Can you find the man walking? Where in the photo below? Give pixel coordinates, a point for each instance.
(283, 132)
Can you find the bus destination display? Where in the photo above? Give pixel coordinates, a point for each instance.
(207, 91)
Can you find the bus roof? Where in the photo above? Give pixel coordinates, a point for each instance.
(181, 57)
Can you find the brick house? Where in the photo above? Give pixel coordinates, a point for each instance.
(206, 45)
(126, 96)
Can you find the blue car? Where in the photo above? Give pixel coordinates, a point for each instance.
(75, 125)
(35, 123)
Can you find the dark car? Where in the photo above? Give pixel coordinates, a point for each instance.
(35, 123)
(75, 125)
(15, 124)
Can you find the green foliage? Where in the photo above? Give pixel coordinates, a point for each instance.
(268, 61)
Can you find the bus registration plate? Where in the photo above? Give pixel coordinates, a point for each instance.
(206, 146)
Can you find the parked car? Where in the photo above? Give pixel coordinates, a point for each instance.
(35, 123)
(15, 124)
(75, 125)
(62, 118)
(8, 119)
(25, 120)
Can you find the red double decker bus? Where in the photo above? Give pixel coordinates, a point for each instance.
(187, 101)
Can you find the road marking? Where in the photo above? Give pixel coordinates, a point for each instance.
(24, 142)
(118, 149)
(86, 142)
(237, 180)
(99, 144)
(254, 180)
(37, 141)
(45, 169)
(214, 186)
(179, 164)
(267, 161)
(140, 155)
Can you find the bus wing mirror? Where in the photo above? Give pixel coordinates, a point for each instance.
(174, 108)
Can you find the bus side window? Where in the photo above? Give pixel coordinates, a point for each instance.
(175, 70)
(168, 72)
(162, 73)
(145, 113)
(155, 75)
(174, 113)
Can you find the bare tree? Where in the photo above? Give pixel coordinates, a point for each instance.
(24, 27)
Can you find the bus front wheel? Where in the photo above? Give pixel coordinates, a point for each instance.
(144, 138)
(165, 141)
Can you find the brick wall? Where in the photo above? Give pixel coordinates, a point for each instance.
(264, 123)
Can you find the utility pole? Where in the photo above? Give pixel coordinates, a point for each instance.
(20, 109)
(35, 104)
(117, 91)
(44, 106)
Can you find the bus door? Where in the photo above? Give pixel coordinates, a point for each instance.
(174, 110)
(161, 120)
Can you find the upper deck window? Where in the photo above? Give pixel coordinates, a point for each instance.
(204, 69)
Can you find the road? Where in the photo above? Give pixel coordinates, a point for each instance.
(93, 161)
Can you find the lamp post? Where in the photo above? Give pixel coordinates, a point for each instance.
▬▬▬▬▬▬
▸ **THE PROBLEM**
Repeat the whole of the data above exactly as it appears.

▸ **SOLUTION TO THE EXERCISE**
Can you find the man walking? Where in the photo below? Give pixel coordinates, a point for each instance.
(283, 132)
Can you find the bus destination display? Where in the photo above? Give pixel coordinates, a point for each instance.
(207, 91)
Can you find the bus roof? Where in the photo above? Give pixel coordinates, a point for each instance.
(181, 57)
Can you find the brick house? Where in the photo above? Give pixel coordinates, a point for each instance.
(206, 45)
(126, 96)
Can you find the blue car? Where in the photo above? Give pixel coordinates, a point for each instance.
(75, 125)
(35, 123)
Can you find the dark car? Where in the photo above? Give pixel coordinates, a point for each instance.
(35, 123)
(75, 125)
(15, 124)
Can you find the green foliage? Where in the photo above? Give pixel coordinates, a point for each instance.
(268, 61)
Can you find the bus registration plate? Where in the photo above? Give pixel coordinates, a point for each instance.
(206, 146)
Can you find the parked car? Where in the photo above? Give pixel coordinates, a point for each instance.
(35, 123)
(15, 124)
(75, 125)
(62, 118)
(8, 119)
(25, 120)
Can you find the red double decker bus? Where in the photo above? Give pixel coordinates, a point for each instance.
(187, 101)
Can you find the road marking? Where in the photo above? Give pixel coordinates, a point for each instance.
(24, 142)
(118, 149)
(86, 142)
(237, 180)
(99, 144)
(254, 180)
(37, 141)
(45, 169)
(214, 186)
(179, 164)
(267, 161)
(140, 155)
Can you find the bus wing mirror? Where in the photo above? Give pixel coordinates, a point for each instance.
(174, 108)
Can you find the bus side window? Where in the photo above? Give pixel coordinates, a point for each instance.
(175, 70)
(168, 72)
(162, 73)
(145, 113)
(155, 75)
(174, 113)
Can you find the bare tree? Where in the photo above? Give pixel coordinates, a point for each instance.
(24, 27)
Can you find the bus front wheel? Where in the photo above? Give pixel coordinates, a point for each instance.
(144, 138)
(165, 141)
Can you find the brick wall? Where in the photo above? Give pixel coordinates, a point for each instance.
(264, 123)
Can you find the utility pole? Where in the photo above? Give pixel coordinates, a point for each instance.
(20, 109)
(35, 104)
(117, 91)
(44, 106)
Can you find the bus door? Where in the photo above? Give pixel coordinates, a point for each instance.
(174, 110)
(161, 120)
Can you find the upper deck window? Where in the photo above? Give pixel coordinates, a point for each instance.
(204, 69)
Can you find the road? Where in the photo above? Give pixel coordinates, a point for each instance.
(93, 161)
Can you find the lamp post? Where in the photo above? Give pixel coordinates, a point for each instance.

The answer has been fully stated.